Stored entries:
□ □ □ □
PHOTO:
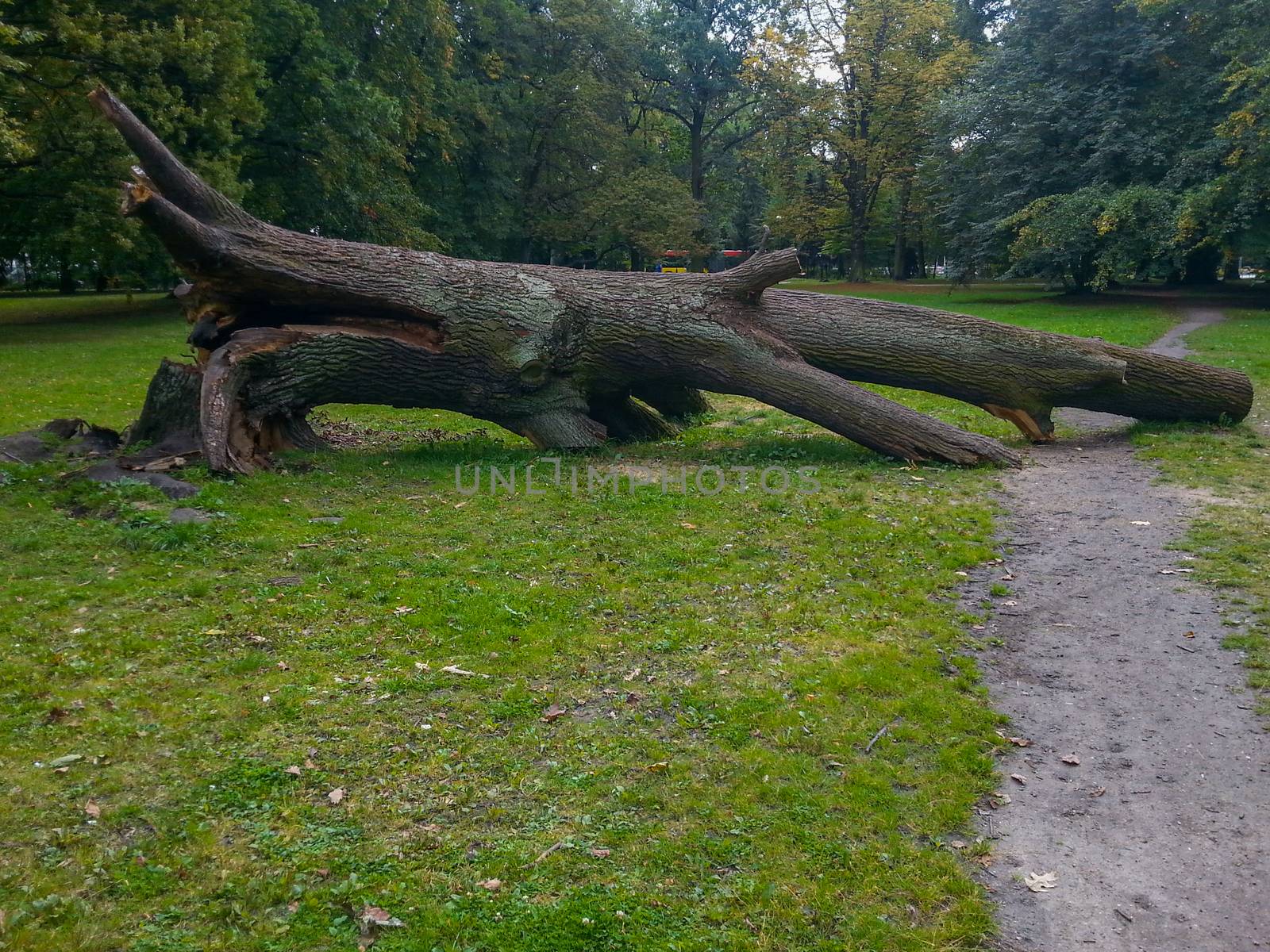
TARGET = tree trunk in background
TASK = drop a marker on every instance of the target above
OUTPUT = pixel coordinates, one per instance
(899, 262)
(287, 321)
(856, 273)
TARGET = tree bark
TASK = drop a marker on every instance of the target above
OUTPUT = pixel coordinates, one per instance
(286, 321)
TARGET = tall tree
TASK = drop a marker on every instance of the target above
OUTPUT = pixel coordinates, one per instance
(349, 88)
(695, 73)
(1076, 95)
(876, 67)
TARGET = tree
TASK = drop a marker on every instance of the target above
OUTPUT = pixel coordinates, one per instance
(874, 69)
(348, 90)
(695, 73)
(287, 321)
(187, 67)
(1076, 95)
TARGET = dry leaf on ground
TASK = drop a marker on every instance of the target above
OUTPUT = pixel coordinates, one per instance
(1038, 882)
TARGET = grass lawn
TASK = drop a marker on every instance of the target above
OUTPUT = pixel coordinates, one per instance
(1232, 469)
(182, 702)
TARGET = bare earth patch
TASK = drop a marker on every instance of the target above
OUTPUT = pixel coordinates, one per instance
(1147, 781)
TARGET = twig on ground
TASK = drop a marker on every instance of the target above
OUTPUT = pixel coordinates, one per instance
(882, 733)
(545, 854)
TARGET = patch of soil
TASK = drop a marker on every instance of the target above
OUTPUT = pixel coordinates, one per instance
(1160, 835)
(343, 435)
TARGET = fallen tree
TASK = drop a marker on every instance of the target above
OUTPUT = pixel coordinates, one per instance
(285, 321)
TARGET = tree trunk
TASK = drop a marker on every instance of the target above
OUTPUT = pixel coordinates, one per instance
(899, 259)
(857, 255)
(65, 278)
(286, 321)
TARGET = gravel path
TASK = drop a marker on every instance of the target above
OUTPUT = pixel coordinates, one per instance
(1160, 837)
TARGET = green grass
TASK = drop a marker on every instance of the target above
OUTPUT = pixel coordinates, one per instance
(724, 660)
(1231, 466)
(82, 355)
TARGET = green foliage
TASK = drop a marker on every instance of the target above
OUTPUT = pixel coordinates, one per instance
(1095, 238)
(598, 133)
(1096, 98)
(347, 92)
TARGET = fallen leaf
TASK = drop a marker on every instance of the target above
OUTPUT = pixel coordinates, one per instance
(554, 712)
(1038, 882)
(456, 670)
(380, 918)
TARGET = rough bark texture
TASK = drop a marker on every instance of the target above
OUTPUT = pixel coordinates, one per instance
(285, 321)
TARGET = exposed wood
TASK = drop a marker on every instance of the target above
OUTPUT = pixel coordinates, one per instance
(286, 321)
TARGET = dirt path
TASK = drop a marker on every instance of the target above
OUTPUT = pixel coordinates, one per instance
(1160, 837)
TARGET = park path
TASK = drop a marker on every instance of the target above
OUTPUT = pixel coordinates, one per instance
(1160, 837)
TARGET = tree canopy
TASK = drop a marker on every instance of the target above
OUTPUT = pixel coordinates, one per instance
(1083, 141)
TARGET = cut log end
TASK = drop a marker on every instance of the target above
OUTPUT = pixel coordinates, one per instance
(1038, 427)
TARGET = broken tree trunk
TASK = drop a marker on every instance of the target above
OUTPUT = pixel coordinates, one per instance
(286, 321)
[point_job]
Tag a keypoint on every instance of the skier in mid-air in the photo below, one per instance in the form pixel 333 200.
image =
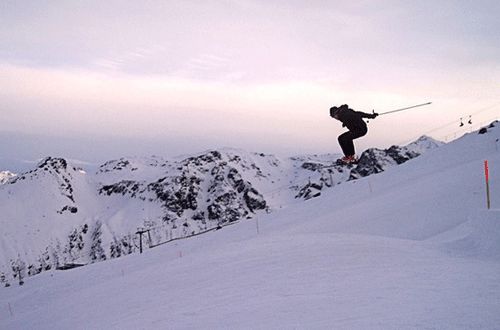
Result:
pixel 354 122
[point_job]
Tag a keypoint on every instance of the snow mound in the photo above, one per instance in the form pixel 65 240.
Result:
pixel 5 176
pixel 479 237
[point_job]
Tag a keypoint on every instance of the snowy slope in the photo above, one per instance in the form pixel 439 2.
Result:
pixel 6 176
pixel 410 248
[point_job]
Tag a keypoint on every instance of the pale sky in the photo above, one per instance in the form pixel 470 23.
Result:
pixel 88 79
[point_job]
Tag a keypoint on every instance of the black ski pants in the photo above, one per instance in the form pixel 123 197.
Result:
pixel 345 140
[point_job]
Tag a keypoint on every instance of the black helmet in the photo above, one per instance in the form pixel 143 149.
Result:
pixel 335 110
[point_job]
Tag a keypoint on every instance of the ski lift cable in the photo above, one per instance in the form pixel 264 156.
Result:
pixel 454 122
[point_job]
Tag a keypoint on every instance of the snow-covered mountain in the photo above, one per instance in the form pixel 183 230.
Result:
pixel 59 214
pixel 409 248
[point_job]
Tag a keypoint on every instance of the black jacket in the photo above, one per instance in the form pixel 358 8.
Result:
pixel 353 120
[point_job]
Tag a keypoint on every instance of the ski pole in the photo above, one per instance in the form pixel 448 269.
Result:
□ □ □ □
Starting at the line containing "TARGET = broken tree trunk", write out each line through the last one in the listing above, inclusive, and nothing else. Pictures are excluded from the copy.

= ANSWER =
TARGET = broken tree trunk
TASK = drop a marker on every instance of the target above
OUTPUT = pixel coordinates, one per instance
(286, 321)
[point_job]
Tag a keypoint on every instance of the skier in mid-air in the photo below, one per instance in the form pixel 333 200.
image =
Result:
pixel 354 122
[point_job]
Tag a keypoint on every instance of the snow mound in the photo above, one per instance in the form pixel 65 240.
Result:
pixel 5 176
pixel 479 237
[point_job]
Tag a keypoint on every instance of the snowy slope in the photo above, one per instance in the form pixel 439 2.
Result:
pixel 6 176
pixel 410 248
[point_job]
Tag a keypoint on every instance of the pale sky in the photo above, one per instance in the form pixel 470 23.
Result:
pixel 88 79
[point_job]
Tag a keypoint on every instance of the black ski pants in the photo above, one per instance in the form pixel 123 197.
Result:
pixel 345 140
[point_job]
Tag a keypoint on every instance of the black helmet in the photo above, one per instance in the form pixel 143 149.
Result:
pixel 335 110
[point_job]
Tag a keypoint on every instance of the ski lift cable in the photo above, one per instance in the form pixel 264 156.
Result:
pixel 454 122
[point_job]
Tag a keypoint on every instance of the snow-covered mountain in the photo above, one per instance in the form pixel 183 230.
Result:
pixel 59 214
pixel 409 248
[point_job]
Tag a keypoint on every instance of the black jacket in the photo above, one per instance in the form pixel 358 8.
Result:
pixel 353 120
[point_job]
Tag a keypoint on every instance of the ski pole in the photo above, one per instance in the form pixel 448 269.
Result:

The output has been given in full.